→ Text segment:
= FIL European Luge Championships 1953 =

The FIL European Luge Championships 1953 took place in Cortina d'Ampezzo, Italy under the auspices of the Fédération Internationale de Bobsleigh et de Tobogganing (FIBT - International Bobsleigh and Tobogganing Federation in ) under their "Section de Luge", a trend that would continue until the International Luge Federation (FIL) was formed in 1957. The Austrians repeated their feat at the 1951 European championships by sweeping all of the medals in all three events.

→ What is asked:
1. Answer these questions using the text on the 1953 European Luge Championships:
(a) In which town and country were the championships held?
(b) In what year was the International Luge Federation (FIL) formed?
(c) Which nation swept all of the medals in all three events?
2. Reproduce the passage of the text on the 1953 European Luge Championships that begins with the words containing "The FIL European" and ends with "all three events.".

→ Information provided:
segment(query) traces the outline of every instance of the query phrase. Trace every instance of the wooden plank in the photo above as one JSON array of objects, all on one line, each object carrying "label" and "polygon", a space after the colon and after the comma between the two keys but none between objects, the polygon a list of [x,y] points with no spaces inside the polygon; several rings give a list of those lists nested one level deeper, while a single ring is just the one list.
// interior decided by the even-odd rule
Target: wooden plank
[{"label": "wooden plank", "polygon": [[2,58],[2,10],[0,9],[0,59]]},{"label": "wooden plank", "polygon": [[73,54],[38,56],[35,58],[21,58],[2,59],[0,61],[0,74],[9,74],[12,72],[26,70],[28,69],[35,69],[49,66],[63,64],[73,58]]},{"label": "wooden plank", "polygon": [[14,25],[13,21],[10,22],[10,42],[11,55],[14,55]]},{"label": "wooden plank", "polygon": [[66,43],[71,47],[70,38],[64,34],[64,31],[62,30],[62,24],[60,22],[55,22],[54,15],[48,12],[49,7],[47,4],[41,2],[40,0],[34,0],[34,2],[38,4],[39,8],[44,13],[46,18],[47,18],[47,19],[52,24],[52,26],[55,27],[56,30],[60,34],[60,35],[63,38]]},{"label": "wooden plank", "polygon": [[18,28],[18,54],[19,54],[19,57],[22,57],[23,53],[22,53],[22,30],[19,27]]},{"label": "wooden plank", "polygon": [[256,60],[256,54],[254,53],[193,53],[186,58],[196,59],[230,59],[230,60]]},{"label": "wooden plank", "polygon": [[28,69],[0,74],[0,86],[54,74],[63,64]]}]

→ Answer set:
1.
(a) Cortina d'Ampezzo, Italy
(b) 1957
(c) Austria

2.
The FIL European Luge Championships 1953 took place in Cortina d'Ampezzo, Italy under the auspices of the Fédération Internationale de Bobsleigh et de Tobogganing (FIBT - International Bobsleigh and Tobogganing Federation in ) under their "Section de Luge", a trend that would continue until the International Luge Federation (FIL) was formed in 1957. The Austrians repeated their feat at the 1951 European championships by sweeping all of the medals in all three events.